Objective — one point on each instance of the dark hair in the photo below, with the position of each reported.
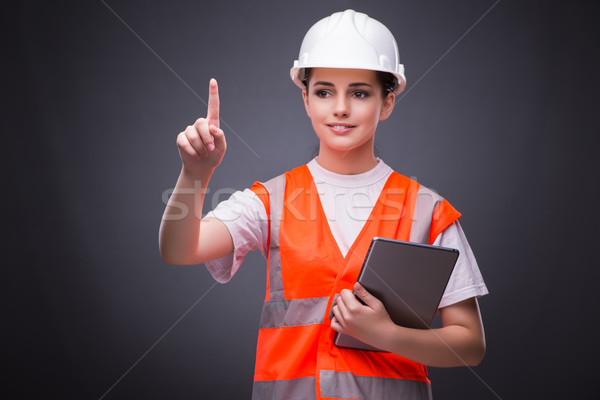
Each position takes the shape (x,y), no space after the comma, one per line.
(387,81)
☆ ☆ ☆ ☆
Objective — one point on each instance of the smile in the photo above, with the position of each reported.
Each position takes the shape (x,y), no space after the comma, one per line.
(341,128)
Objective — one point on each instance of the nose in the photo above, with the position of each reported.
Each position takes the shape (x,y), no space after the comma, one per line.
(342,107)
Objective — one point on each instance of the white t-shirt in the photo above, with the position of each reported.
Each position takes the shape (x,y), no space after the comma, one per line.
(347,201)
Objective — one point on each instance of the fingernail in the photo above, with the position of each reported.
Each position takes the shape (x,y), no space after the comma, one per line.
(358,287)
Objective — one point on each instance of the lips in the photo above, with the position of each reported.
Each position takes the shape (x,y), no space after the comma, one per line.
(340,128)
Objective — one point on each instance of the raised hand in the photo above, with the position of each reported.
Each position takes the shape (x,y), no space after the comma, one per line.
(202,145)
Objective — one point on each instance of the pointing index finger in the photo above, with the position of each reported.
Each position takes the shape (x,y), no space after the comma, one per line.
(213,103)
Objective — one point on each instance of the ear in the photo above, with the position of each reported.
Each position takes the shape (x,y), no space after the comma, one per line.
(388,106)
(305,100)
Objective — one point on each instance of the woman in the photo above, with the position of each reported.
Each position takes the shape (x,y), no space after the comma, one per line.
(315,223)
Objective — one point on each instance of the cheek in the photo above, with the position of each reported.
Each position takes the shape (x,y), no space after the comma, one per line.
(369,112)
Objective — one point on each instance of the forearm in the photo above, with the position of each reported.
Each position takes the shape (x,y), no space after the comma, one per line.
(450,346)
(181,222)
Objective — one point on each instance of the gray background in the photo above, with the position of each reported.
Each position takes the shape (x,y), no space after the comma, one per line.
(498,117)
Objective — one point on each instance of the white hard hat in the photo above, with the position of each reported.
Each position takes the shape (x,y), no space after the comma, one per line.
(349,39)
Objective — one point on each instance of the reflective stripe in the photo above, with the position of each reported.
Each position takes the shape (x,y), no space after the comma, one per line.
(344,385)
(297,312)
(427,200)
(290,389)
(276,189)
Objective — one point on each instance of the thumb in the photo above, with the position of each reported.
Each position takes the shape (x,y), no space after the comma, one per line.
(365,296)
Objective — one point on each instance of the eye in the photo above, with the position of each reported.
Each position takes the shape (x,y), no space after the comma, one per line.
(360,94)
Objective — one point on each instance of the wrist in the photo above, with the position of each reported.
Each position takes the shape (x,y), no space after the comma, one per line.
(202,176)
☆ ☆ ☆ ☆
• Task
How many lines in the data above contain the word "white"? Reply with the number alone.

• Answer to this task
2